WHAT YOU WILL DO = Are you able to retype all the records below exactly?

DATA LISTING =

>> START

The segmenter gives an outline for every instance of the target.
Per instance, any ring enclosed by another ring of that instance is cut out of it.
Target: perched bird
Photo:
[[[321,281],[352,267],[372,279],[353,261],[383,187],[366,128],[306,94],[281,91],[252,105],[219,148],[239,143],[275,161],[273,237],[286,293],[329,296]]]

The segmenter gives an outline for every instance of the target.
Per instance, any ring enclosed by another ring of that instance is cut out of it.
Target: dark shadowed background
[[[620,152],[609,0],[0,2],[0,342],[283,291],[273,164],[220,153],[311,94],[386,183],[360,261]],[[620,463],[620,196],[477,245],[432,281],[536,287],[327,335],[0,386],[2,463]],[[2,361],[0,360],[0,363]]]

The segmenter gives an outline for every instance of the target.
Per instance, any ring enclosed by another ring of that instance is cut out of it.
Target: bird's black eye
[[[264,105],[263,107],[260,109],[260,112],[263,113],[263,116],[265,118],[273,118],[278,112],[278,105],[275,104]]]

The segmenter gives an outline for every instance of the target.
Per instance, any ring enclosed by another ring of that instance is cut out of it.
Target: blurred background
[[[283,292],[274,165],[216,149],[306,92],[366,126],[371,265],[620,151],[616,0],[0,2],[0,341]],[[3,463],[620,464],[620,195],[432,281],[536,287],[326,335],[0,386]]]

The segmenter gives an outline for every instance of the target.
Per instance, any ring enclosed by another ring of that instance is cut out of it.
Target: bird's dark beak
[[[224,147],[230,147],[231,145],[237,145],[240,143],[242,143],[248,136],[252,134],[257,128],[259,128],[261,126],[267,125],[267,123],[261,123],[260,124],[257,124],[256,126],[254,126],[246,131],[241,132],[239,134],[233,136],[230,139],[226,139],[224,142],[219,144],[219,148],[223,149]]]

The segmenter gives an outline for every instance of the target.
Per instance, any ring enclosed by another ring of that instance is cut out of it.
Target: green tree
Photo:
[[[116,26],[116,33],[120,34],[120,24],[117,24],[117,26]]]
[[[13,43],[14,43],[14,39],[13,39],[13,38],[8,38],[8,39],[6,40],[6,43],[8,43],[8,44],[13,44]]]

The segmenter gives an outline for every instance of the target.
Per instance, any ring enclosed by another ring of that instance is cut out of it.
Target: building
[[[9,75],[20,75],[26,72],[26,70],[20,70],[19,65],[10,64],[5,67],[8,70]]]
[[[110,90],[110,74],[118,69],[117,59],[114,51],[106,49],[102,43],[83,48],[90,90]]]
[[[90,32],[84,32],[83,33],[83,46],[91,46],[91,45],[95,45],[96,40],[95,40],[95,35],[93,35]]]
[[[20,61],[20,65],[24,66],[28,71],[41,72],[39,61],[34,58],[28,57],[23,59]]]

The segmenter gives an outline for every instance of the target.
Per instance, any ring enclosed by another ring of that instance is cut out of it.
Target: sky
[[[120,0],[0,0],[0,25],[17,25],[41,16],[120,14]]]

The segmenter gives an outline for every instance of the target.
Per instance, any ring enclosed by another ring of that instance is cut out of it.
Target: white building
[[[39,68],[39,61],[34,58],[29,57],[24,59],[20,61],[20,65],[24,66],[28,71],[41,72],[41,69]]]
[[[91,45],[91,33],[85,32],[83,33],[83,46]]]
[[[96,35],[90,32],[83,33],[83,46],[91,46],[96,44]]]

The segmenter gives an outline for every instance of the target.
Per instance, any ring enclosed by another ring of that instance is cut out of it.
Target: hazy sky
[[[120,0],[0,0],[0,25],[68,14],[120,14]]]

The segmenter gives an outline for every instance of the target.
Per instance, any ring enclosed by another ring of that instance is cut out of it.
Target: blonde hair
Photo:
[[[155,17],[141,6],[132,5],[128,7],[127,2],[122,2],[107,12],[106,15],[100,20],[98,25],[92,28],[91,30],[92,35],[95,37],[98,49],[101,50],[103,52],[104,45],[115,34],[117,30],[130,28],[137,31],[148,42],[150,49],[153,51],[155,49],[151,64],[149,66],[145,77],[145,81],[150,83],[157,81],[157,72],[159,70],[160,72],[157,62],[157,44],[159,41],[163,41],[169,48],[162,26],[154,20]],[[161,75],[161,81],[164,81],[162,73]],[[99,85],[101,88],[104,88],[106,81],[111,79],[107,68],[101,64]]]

>> END

EXERCISE RESPONSE =
The segmenter gives an outline for every instance of the target.
Per instance, any ring enclosed by another ring of that instance is cut out of it.
Target: perched bird
Photo:
[[[321,281],[352,267],[372,279],[353,261],[383,187],[366,128],[306,94],[281,91],[252,105],[219,148],[239,143],[275,161],[273,237],[286,293],[329,296]]]

The segmenter gives an outline for every instance of the target.
Per instance, any ring enclosed by another ring of that instance is cut out of it.
Target: dark shadowed background
[[[620,152],[609,0],[0,2],[0,342],[283,291],[273,164],[220,153],[311,94],[386,183],[360,261]],[[620,463],[620,196],[477,245],[432,281],[536,287],[327,335],[0,386],[2,463]],[[2,361],[0,360],[0,363]]]

The segmenter gives an outline for every instance of the target.
Per instance, any ring enclosed by another ring of that instance is cut out of it.
Target: bird's black eye
[[[264,105],[263,107],[260,109],[260,112],[263,113],[263,116],[265,118],[273,118],[278,112],[278,105],[275,104]]]

The segmenter gives an outline for every instance of the target.
Per instance, any ring enclosed by another ring of that instance is cut out of it.
Target: blurred background
[[[283,292],[274,165],[216,149],[306,92],[366,126],[371,265],[620,151],[616,0],[0,2],[0,341]],[[3,463],[620,464],[620,195],[432,281],[536,287],[326,335],[0,386]]]

The segmenter gives an outline for every instance of the target.
Per instance, any ring enclosed by another ring of that instance is cut out of it.
Target: bird's dark beak
[[[224,147],[230,147],[231,145],[237,145],[240,143],[242,143],[248,136],[252,134],[257,128],[259,128],[261,126],[267,125],[267,123],[261,123],[260,124],[257,124],[256,126],[254,126],[246,131],[241,132],[239,134],[233,136],[230,139],[226,139],[224,142],[219,144],[219,148],[223,149]]]

The segmenter gives an outline for every instance of the target.
Per instance, any ring enclosed by another ring of that instance is cut out of it.
Target: green tree
Photo:
[[[116,26],[116,33],[120,34],[120,24],[117,24],[117,26]]]
[[[13,43],[14,43],[14,39],[13,39],[13,38],[8,38],[8,39],[6,40],[6,43],[8,43],[8,44],[13,44]]]

The segmenter gives an outline for every instance of the target.
Per instance, any ring enclosed by another ring of that instance is cut out of it.
Target: building
[[[9,75],[20,75],[26,72],[26,70],[20,70],[19,65],[10,64],[5,67],[8,70]]]
[[[110,90],[110,74],[118,69],[117,59],[114,51],[106,49],[102,43],[83,48],[90,90]]]
[[[90,32],[84,32],[83,33],[83,46],[91,46],[91,45],[95,45],[96,40],[95,40],[95,35],[93,35]]]
[[[20,61],[20,65],[24,66],[28,71],[41,72],[39,61],[34,58],[28,57],[23,59]]]

The segmenter gives an outline for every instance of the target.
Per instance, any ring enclosed by another ring of that instance is cut out of it.
Target: sky
[[[120,0],[0,0],[0,25],[17,25],[41,16],[120,14]]]

The segmenter gives an outline for every instance of the target.
Per instance, any ring enclosed by another ring of that instance is cut out of it.
Target: white building
[[[39,68],[39,61],[34,58],[29,57],[24,59],[20,61],[20,65],[24,66],[28,71],[41,72],[41,69]]]
[[[91,45],[91,33],[85,32],[83,33],[83,46]]]
[[[96,35],[90,32],[83,33],[83,46],[91,46],[96,44]]]

The segmenter gives an outline for every instance of the target.
Per instance, any ring enclosed by another ring of that instance is cut out of it.
Target: hazy sky
[[[120,0],[0,0],[0,25],[68,14],[120,14]]]

The segmenter gives an outline for every instance of the target.
Per instance, any ring enclosed by another ring of that instance is cut out of it.
Target: blonde hair
Photo:
[[[155,17],[141,6],[132,5],[128,7],[127,2],[122,2],[107,12],[106,15],[100,20],[98,25],[92,28],[91,30],[92,35],[95,37],[98,49],[101,50],[103,52],[104,45],[115,34],[117,30],[130,28],[137,31],[148,42],[150,49],[153,51],[155,49],[151,64],[149,66],[145,77],[145,81],[150,83],[157,81],[157,72],[159,70],[160,72],[157,62],[157,44],[159,41],[163,41],[169,48],[162,26],[154,20]],[[161,75],[161,81],[164,81],[162,73]],[[99,85],[101,88],[104,88],[106,81],[111,79],[107,68],[101,64]]]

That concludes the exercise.